* [Passage to read]
※ ※ ※

The ctid represents the physical storage location of the row on disk. Something like (5,8) could be thought of as page 5 + (offset 8 x row width). By looking at this we can know the position of the last written row, which means we'll know if a new row is being written of if the row is being reused.

For example, the last row written to the users table is (5,8).

front_desk_development=# select MAX(ctid) from users;
  max
-------
 (5,8)
(1 row)

Time: 0.352 ms

If I insert a row in to the database, see how the page offset increases from 8 to 9.

front_desk_development=# insert into users ("email", "created_at", "updated_at") values ('luke@talesa.net', NOW(), NOW());
INSERT 0 1
Time: 2.611 ms
front_desk_development=# select MAX(ctid) from users;
  max
-------
 (5,9)
(1 row)

※ ※ ※

* [Provided material]
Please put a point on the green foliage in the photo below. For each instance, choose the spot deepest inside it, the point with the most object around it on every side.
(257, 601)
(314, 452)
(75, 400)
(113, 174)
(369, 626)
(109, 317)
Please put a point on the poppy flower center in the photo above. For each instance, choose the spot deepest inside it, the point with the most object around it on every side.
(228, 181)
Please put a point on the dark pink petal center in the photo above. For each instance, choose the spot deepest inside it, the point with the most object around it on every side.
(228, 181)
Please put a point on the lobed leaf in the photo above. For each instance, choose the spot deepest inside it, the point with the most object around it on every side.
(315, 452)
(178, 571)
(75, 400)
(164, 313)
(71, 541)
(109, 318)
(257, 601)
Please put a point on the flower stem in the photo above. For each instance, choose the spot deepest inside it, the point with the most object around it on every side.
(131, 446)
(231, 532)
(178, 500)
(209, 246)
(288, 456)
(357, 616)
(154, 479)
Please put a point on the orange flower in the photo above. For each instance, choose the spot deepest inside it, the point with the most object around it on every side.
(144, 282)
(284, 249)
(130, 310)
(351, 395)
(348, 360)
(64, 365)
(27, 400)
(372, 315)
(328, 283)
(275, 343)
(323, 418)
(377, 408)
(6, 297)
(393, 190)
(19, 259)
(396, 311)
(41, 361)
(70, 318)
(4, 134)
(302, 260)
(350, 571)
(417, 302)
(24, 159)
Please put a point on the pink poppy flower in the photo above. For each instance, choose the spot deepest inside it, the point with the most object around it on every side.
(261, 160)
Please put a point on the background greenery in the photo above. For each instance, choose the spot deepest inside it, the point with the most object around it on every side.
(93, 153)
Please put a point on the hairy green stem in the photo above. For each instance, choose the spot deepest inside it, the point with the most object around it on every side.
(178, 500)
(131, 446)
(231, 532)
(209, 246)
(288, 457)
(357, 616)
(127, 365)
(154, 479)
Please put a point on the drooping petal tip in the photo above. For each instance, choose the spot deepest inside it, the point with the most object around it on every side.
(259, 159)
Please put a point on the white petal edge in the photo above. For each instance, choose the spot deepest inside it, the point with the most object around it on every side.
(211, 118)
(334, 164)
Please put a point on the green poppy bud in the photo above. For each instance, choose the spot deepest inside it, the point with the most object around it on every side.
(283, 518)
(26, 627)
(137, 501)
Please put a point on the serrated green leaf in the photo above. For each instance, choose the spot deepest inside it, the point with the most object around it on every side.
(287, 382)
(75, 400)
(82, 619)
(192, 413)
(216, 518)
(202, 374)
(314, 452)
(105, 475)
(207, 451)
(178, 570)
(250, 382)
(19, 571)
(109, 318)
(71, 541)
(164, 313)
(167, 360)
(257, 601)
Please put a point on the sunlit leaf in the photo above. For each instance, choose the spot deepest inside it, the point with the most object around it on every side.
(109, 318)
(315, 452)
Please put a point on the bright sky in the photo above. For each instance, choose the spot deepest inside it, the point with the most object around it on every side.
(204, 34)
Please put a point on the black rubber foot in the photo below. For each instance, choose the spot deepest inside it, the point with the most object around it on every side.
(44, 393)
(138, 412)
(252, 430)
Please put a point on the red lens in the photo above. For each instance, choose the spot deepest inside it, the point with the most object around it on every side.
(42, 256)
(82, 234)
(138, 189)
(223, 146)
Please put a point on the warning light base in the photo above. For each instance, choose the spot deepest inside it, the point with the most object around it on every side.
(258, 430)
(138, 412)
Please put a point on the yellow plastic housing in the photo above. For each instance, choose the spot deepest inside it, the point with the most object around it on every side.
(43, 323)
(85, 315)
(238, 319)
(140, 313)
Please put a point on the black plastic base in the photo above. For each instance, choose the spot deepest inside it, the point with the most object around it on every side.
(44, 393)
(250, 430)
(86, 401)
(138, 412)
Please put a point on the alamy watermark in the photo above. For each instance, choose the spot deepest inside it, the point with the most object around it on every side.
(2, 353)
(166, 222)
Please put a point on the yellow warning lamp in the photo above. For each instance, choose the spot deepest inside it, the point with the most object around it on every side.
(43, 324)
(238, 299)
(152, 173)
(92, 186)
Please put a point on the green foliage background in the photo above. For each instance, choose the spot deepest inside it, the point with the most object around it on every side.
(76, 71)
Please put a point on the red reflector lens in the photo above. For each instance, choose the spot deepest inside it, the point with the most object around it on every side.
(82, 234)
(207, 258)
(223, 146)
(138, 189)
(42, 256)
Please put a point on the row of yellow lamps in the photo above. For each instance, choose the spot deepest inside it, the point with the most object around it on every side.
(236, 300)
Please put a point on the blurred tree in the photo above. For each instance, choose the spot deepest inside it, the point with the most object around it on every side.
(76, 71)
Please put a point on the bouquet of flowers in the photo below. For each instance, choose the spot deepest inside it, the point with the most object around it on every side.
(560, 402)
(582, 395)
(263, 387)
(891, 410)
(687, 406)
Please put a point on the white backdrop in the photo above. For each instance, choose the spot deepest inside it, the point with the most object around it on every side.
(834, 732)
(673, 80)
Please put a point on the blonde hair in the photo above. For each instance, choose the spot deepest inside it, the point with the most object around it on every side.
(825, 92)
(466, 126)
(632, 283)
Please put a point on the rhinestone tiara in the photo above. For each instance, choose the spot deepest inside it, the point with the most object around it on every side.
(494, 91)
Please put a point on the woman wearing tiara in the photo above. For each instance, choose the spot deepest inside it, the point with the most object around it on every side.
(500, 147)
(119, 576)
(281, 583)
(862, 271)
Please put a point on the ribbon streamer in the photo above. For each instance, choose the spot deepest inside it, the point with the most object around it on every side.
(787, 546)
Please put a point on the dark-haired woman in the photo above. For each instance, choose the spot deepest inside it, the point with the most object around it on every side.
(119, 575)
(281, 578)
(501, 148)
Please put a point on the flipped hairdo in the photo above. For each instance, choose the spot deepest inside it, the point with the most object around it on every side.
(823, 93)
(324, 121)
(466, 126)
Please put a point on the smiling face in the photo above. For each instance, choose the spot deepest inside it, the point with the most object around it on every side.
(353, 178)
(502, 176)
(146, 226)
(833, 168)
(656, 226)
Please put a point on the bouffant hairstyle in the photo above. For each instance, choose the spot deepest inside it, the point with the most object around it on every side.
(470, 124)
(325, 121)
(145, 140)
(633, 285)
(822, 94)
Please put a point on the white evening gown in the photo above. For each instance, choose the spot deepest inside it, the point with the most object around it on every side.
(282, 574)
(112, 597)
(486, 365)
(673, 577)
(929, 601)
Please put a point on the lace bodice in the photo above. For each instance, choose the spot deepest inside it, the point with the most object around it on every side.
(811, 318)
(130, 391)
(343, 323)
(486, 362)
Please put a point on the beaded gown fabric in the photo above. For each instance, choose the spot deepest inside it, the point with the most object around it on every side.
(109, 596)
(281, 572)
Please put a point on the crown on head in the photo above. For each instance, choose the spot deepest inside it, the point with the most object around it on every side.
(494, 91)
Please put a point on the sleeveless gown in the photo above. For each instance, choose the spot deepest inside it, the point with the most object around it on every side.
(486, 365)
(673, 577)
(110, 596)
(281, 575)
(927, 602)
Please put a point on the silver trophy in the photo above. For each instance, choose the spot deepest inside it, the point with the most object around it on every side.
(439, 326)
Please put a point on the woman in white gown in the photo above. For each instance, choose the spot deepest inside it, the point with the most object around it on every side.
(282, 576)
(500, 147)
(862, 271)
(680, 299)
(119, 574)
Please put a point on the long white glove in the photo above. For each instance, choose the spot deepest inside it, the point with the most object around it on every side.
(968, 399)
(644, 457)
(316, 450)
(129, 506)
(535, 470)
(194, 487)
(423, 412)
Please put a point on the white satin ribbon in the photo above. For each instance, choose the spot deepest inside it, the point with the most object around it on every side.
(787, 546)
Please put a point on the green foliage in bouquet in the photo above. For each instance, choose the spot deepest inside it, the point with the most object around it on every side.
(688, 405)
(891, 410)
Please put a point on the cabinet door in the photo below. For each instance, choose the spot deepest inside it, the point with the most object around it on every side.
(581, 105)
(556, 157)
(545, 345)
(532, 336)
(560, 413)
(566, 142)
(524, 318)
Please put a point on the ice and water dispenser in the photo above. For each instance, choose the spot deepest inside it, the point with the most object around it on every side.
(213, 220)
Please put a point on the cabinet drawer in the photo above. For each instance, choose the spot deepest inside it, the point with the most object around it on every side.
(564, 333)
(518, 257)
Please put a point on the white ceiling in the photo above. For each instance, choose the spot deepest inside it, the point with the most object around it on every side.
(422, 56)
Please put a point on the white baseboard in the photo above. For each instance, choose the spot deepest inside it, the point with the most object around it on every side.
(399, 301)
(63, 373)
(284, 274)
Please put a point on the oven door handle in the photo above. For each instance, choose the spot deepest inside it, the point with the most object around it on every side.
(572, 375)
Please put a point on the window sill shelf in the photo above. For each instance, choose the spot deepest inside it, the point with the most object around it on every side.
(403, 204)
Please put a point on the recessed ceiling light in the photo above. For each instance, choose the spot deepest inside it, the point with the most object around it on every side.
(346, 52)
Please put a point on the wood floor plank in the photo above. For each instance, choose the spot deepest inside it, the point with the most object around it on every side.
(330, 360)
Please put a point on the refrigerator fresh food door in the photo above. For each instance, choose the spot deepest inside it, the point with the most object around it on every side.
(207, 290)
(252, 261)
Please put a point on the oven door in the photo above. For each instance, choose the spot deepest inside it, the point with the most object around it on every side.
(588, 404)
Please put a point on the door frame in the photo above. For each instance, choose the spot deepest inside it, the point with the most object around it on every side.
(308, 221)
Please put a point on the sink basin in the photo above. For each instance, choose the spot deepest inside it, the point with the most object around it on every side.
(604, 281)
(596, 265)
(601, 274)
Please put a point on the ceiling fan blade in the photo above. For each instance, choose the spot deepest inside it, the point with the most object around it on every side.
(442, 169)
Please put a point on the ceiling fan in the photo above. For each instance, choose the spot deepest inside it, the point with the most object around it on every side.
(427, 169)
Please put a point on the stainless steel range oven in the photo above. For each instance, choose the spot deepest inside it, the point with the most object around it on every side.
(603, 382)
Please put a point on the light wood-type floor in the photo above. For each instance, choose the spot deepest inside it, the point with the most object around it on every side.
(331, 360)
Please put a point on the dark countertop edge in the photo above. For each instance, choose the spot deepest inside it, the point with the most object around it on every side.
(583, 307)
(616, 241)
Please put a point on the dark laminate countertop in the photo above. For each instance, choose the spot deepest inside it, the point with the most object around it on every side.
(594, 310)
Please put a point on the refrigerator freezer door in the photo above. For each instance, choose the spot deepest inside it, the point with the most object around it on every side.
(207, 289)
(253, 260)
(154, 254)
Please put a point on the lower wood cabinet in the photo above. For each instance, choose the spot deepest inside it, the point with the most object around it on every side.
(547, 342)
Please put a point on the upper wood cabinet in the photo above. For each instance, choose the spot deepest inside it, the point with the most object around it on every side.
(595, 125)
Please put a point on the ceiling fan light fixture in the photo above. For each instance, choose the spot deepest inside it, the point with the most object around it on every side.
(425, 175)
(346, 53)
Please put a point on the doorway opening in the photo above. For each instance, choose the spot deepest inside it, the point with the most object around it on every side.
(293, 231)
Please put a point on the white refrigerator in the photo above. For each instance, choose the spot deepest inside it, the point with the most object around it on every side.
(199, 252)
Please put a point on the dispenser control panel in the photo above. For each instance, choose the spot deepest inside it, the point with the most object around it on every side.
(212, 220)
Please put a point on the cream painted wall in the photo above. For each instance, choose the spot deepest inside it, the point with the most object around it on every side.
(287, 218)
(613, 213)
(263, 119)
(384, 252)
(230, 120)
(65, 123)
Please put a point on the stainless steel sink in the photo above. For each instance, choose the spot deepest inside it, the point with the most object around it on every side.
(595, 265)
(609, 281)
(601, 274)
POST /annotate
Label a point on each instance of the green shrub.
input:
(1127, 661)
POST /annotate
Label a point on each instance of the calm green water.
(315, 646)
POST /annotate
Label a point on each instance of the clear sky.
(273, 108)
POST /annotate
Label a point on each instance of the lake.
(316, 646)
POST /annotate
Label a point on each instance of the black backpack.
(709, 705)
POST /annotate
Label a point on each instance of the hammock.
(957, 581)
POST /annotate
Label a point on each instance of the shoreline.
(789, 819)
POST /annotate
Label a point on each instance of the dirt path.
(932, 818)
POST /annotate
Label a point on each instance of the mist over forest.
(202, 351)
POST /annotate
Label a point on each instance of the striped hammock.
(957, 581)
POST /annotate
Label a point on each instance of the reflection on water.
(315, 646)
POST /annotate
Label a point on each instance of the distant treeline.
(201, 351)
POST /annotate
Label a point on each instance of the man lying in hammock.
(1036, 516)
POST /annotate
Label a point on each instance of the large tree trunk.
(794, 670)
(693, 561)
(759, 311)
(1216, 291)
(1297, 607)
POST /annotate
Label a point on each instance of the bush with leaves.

※ ※ ※

* [List of tasks]
1. According to the ctid passage, what does the ctid represent?
2. Please reproduce the ctid passage word for word between "For example, the" and "from 8 to 9.", inclusive.

* [Task-by-task solutions]
1. The physical storage location of the row on disk.

2.
For example, the last row written to the users table is (5,8).

front_desk_development=# select MAX(ctid) from users;
  max
-------
 (5,8)
(1 row)

Time: 0.352 ms

If I insert a row in to the database, see how the page offset increases from 8 to 9.